## Problem description
Copy out every line of the items below word for word, leaving out the pictures.

## Records for processing
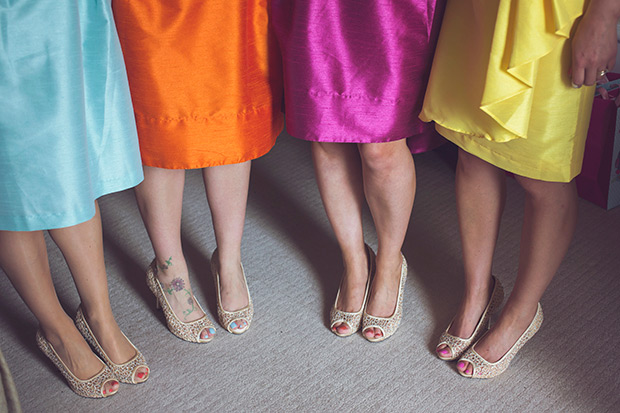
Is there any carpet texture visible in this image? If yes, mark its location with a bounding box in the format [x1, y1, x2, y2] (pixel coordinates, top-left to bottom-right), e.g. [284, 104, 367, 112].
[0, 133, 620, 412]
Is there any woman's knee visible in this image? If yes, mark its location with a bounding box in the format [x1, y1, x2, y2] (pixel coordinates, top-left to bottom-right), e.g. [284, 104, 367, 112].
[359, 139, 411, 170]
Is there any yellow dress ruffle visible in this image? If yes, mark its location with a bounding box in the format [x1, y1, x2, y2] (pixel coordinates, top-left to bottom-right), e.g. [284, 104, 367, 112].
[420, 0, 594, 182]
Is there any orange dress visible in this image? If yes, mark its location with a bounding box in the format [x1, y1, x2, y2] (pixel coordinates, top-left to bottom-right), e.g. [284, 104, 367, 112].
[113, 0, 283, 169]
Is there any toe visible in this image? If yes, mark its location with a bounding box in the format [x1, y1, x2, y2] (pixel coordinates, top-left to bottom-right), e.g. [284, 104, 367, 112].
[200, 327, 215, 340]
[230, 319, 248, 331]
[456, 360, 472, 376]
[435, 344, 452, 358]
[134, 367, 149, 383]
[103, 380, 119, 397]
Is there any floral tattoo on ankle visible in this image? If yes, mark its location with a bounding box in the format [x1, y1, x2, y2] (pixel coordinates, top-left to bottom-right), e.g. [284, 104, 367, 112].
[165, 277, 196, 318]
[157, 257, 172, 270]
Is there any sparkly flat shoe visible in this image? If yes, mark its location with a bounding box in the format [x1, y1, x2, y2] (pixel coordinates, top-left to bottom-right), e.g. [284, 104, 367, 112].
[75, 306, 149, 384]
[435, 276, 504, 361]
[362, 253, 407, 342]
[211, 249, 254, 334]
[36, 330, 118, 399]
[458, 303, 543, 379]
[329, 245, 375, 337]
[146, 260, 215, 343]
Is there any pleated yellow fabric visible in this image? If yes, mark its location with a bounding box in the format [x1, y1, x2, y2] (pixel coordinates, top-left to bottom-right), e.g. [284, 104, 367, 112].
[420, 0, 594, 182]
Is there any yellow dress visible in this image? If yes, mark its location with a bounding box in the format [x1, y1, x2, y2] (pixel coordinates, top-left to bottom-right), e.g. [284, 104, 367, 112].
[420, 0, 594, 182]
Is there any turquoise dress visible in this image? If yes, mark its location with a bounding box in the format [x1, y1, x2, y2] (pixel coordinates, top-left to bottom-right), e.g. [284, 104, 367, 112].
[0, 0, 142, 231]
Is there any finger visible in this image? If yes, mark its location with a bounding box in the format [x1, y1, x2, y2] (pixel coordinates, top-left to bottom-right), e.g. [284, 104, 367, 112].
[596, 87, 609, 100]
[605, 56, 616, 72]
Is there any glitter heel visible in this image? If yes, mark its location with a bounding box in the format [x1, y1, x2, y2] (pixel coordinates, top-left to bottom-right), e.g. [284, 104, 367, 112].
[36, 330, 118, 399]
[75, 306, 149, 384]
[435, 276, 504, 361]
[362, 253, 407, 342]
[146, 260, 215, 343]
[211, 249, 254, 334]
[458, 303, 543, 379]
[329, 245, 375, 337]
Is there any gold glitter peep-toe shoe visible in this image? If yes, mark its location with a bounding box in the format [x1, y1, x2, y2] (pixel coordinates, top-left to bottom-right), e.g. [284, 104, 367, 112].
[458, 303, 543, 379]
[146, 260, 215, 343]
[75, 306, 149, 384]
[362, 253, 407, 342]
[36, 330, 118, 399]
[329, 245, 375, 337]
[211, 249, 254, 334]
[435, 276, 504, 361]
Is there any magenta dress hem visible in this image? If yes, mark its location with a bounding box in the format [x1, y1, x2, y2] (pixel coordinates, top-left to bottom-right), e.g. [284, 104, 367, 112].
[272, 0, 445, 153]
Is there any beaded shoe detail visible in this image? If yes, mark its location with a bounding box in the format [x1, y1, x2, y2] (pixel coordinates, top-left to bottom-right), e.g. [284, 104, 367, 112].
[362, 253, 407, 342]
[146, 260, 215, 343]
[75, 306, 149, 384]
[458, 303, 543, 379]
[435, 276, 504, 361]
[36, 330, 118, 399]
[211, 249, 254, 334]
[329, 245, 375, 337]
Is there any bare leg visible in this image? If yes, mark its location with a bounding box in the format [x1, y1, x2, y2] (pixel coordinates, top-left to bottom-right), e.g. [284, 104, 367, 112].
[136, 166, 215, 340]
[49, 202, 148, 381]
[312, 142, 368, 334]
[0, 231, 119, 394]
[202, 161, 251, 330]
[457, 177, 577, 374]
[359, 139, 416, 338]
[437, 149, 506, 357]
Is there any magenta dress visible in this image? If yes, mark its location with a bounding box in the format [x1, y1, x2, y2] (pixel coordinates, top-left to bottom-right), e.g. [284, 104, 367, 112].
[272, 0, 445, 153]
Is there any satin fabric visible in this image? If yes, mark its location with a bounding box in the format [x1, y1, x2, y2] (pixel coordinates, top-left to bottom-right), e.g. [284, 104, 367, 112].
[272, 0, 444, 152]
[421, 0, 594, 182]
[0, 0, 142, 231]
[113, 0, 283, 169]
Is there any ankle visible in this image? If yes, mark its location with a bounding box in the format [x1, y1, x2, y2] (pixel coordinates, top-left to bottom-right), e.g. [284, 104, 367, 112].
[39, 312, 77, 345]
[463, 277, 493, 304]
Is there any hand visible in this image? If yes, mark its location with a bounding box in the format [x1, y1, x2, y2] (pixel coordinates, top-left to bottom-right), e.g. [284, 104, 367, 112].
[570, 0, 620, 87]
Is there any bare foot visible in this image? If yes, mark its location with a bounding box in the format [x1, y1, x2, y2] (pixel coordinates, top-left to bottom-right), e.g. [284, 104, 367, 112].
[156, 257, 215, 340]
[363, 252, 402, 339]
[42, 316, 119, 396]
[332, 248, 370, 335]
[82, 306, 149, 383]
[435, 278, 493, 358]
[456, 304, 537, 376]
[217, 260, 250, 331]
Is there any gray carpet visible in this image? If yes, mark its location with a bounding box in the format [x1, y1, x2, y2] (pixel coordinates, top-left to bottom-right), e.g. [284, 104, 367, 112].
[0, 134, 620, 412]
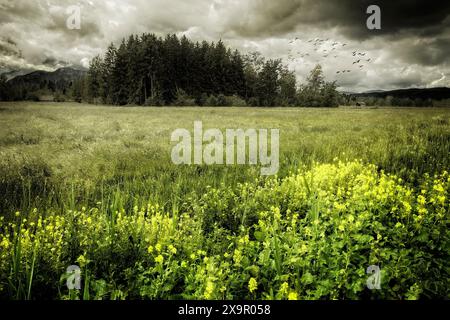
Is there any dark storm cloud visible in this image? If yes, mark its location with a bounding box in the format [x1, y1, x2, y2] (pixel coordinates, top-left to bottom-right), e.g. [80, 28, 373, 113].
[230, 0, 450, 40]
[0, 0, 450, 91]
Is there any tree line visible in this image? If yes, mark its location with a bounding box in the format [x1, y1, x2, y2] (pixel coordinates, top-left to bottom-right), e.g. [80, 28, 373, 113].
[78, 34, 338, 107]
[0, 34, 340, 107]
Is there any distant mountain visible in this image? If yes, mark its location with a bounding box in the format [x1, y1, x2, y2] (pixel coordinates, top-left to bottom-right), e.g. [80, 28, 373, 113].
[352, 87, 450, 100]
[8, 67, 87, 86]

## Written solution
Is there any carpet texture visible in this image? If yes, mark its location with a bounding box in the format [x1, y1, x2, y2] (pixel coordinates, top-left to bottom-right), e.g. [284, 104, 367, 112].
[0, 133, 620, 412]
Is there any woman's knee visible in this image? If yes, mark its location with a bounding box in the format [x1, y1, x2, y2] (pixel coordinates, top-left to bottom-right), e.g. [284, 104, 367, 112].
[359, 139, 411, 170]
Is there any yellow dress ruffle visible in this image? If yes, mark its location with a bounding box in the format [x1, y1, x2, y2] (pixel coordinates, top-left to bottom-right), e.g. [284, 104, 367, 112].
[420, 0, 594, 182]
Is there any orange dress visible in this image? If yes, mark its location with a bounding box in the format [x1, y1, x2, y2] (pixel coordinates, top-left to bottom-right), e.g. [284, 104, 367, 112].
[113, 0, 283, 169]
Is there any toe visible in this image? If yes, mark its location with a bounding box in the format [x1, y1, x2, y2] (pixel coordinates, top-left to bottom-right), e.g. [284, 104, 367, 112].
[200, 327, 215, 340]
[230, 319, 248, 331]
[456, 360, 472, 376]
[435, 344, 452, 358]
[134, 367, 149, 383]
[103, 380, 119, 397]
Is there any floral tattoo on ankle visible in this image? If yes, mark its location with a bounding box in the format [x1, y1, x2, y2] (pixel coordinates, top-left to bottom-right), e.g. [284, 104, 367, 112].
[165, 277, 196, 318]
[157, 257, 172, 270]
Is there any sparkly flat shoe visible in this image? If yes, mark its location with a bounding box in the format [x1, y1, x2, y2] (pixel coordinates, top-left to bottom-right), e.g. [284, 104, 367, 112].
[75, 306, 149, 384]
[435, 276, 504, 361]
[362, 253, 407, 342]
[211, 249, 254, 334]
[36, 330, 118, 399]
[458, 303, 543, 379]
[329, 245, 375, 337]
[146, 260, 215, 343]
Is there any pleated yellow fabric visible in this image? If yes, mark its location with a bounding box in the format [x1, y1, x2, y2] (pixel coordinates, top-left to bottom-right), e.g. [284, 104, 367, 112].
[420, 0, 594, 182]
Is there any yellow dress visible in this image? If yes, mark its location with a bounding box in the format [x1, y1, x2, y2] (pixel coordinates, top-left to bottom-right), e.g. [284, 104, 367, 112].
[420, 0, 594, 182]
Is there any turquoise dress visible in this image? If yes, mark its location with a bounding box in the format [x1, y1, x2, y2] (pixel coordinates, top-left to bottom-right), e.g. [284, 104, 367, 112].
[0, 0, 142, 231]
Is there any finger visible in this image? If yes, mark its location with a bounding box in the format [x1, y1, x2, y2] (pixel coordinates, top-left to bottom-right), e.g. [284, 104, 367, 112].
[596, 87, 609, 100]
[605, 56, 616, 72]
Is there any glitter heel visible in this image? If yes, mark its location with a bounding box in the format [x1, y1, x2, y2] (pixel coordinates, top-left to bottom-right), e.g. [284, 104, 367, 112].
[36, 330, 118, 399]
[75, 306, 149, 384]
[435, 276, 504, 361]
[362, 253, 407, 342]
[146, 260, 215, 343]
[211, 249, 254, 334]
[458, 303, 543, 379]
[329, 245, 375, 337]
Is there any gold glitter peep-toe shoe visible in this image? If yes, mark its location with a bounding box in the format [x1, y1, x2, y2] (pixel coordinates, top-left to bottom-right), e.g. [284, 104, 367, 112].
[458, 303, 543, 379]
[146, 260, 215, 343]
[75, 306, 149, 384]
[362, 253, 407, 342]
[36, 330, 118, 399]
[329, 245, 375, 337]
[211, 249, 254, 334]
[435, 276, 504, 361]
Is there any magenta dress hem visible in this image? If yes, mark its location with a bounding box in the format [x1, y1, x2, y2] (pixel coordinates, top-left to bottom-right), e.g. [284, 104, 367, 112].
[272, 0, 445, 153]
Is there any beaded shoe detail visible in this image? If yes, mark its location with a bounding box in the format [x1, y1, x2, y2] (pixel coordinates, top-left to bottom-right), e.g. [284, 104, 367, 112].
[362, 253, 407, 342]
[146, 260, 215, 343]
[75, 306, 149, 384]
[458, 303, 543, 379]
[435, 276, 504, 361]
[36, 330, 118, 399]
[211, 249, 254, 334]
[329, 245, 375, 337]
Is there any bare leg visible in this image? If yes, mark its location with a bounding box in the format [x1, y1, x2, y2] (pixel coordinates, top-left to bottom-right), e.g. [284, 104, 367, 112].
[136, 166, 215, 340]
[49, 202, 148, 381]
[312, 142, 368, 334]
[0, 231, 119, 394]
[202, 161, 251, 330]
[457, 177, 577, 374]
[359, 139, 416, 338]
[437, 149, 506, 357]
Is there any magenta dress visible in this image? If yes, mark its location with a bounding box in the format [x1, y1, x2, y2] (pixel coordinates, top-left to bottom-right), e.g. [284, 104, 367, 112].
[272, 0, 445, 153]
Is there any satin fabric visible in this image? If yes, mark its location with a bounding box in the format [x1, y1, x2, y2] (pixel coordinates, top-left to bottom-right), e.g. [284, 104, 367, 112].
[272, 0, 444, 152]
[421, 0, 594, 182]
[0, 0, 142, 231]
[113, 0, 283, 169]
Is there any ankle visible in this image? If yes, mark its location with a bounding box in the format [x1, y1, x2, y2] (pixel coordinates, top-left to bottom-right), e.g. [284, 104, 367, 112].
[39, 312, 77, 345]
[463, 277, 493, 304]
Is there any hand visible in this image? If yes, mark its location with a bounding box in the format [x1, y1, x2, y2] (pixel coordinates, top-left to bottom-right), e.g. [284, 104, 367, 112].
[570, 0, 620, 87]
Is there any bare foot visible in this image? If yes, mark its location with a bounding box in the format [x1, y1, x2, y2] (pixel coordinates, top-left to bottom-right), e.g. [284, 104, 367, 112].
[156, 257, 215, 340]
[363, 252, 402, 339]
[42, 316, 119, 396]
[332, 248, 370, 335]
[82, 306, 149, 383]
[435, 278, 493, 358]
[456, 304, 537, 376]
[217, 260, 250, 331]
Is there any gray carpet visible in this image? If yes, mark its location with a bounding box in the format [x1, y1, x2, y2] (pixel coordinates, top-left to bottom-right), e.g. [284, 104, 367, 112].
[0, 134, 620, 412]
Is there any dark storm cloud visible in this image? If yes, mark its location with a bounding box in the format [x1, y1, x2, y2] (pixel coordinates, top-left to bottom-right), e.g. [80, 28, 373, 113].
[230, 0, 450, 40]
[0, 0, 450, 91]
Is there any tree line visible in this image? If yes, mark its location with a bounding box in the format [x1, y1, x2, y2] (pixel coordinates, top-left to bottom-right), e.g. [80, 28, 373, 113].
[78, 34, 338, 107]
[0, 34, 340, 107]
Is there any distant mountain visible in this image? If yes, mark its location with a bounding box in the format [x1, y1, x2, y2] (pixel coordinates, top-left to bottom-right), e.g. [80, 28, 373, 113].
[352, 87, 450, 100]
[8, 67, 87, 86]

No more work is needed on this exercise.